(TASK INSTRUCTIONS) Copy out the listing below verbatim, beginning with the line that contains "Hi there — would you mind identifying the red velvet" and stopping after the line that contains "xmin=48 ymin=23 xmax=74 ymax=49".

(RECORDS)
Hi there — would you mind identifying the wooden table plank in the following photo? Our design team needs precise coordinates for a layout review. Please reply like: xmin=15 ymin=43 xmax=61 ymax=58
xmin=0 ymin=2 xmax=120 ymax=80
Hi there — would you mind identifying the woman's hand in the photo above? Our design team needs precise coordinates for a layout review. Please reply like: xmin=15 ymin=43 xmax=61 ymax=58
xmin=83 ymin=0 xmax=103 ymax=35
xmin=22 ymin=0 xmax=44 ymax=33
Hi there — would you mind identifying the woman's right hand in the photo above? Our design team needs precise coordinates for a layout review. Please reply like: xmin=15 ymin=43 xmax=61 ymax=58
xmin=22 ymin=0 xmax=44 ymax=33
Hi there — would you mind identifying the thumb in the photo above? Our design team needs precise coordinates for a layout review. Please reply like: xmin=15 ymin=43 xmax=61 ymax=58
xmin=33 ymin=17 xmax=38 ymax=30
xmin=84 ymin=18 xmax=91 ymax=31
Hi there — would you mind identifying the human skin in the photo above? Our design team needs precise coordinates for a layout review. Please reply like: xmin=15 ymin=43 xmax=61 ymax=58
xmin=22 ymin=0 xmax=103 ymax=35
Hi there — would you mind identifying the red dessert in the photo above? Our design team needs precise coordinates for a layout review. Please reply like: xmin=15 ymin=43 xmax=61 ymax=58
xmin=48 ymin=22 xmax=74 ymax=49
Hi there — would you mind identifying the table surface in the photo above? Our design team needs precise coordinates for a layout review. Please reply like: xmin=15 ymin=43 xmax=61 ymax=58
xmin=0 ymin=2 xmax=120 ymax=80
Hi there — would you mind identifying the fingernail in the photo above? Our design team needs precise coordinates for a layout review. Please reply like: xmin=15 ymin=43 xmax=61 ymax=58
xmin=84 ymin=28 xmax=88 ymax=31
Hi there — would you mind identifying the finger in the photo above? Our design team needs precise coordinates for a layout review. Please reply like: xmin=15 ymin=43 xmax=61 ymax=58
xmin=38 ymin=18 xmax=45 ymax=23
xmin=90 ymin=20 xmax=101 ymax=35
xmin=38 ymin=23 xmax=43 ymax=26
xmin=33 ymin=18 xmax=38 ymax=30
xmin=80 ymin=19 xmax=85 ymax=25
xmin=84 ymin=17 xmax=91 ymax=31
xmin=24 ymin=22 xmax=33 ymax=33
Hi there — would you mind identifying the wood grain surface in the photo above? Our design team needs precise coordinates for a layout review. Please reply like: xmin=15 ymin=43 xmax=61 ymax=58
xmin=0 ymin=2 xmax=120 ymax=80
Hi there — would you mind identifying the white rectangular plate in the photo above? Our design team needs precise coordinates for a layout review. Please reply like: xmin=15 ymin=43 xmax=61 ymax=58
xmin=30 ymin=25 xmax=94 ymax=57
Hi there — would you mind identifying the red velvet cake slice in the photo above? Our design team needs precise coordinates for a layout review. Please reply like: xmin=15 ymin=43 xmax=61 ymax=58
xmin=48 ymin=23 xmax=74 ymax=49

--

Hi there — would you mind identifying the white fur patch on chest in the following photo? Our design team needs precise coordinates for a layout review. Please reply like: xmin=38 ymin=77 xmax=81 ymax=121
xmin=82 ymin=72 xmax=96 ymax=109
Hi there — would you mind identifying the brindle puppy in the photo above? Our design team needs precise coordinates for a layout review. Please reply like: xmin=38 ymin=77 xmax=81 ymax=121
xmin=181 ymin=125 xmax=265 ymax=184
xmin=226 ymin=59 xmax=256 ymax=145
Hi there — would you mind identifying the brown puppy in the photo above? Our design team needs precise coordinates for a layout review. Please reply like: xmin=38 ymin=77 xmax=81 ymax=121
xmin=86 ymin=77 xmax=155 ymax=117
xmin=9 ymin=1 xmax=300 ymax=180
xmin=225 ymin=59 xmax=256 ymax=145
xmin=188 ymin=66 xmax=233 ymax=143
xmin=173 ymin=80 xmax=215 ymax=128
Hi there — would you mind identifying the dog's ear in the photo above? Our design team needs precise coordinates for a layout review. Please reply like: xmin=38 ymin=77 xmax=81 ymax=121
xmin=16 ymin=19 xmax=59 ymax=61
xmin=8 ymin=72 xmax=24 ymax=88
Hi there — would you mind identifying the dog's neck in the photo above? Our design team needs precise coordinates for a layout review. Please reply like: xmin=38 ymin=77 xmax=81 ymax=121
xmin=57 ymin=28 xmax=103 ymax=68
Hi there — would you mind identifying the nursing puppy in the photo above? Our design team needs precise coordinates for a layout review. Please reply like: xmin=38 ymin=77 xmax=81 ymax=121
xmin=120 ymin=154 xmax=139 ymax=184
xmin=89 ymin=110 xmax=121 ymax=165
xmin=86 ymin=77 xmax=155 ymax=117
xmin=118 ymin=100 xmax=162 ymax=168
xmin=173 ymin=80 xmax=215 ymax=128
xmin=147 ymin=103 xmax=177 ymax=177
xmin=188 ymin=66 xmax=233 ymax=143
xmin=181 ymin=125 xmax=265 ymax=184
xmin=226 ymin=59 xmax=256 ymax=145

(THE RESULT)
Hi there — would you mind identifying the red velvet cake slice in the photo above? Our design team needs precise coordinates for a layout review. Please reply like: xmin=15 ymin=43 xmax=61 ymax=58
xmin=48 ymin=23 xmax=74 ymax=49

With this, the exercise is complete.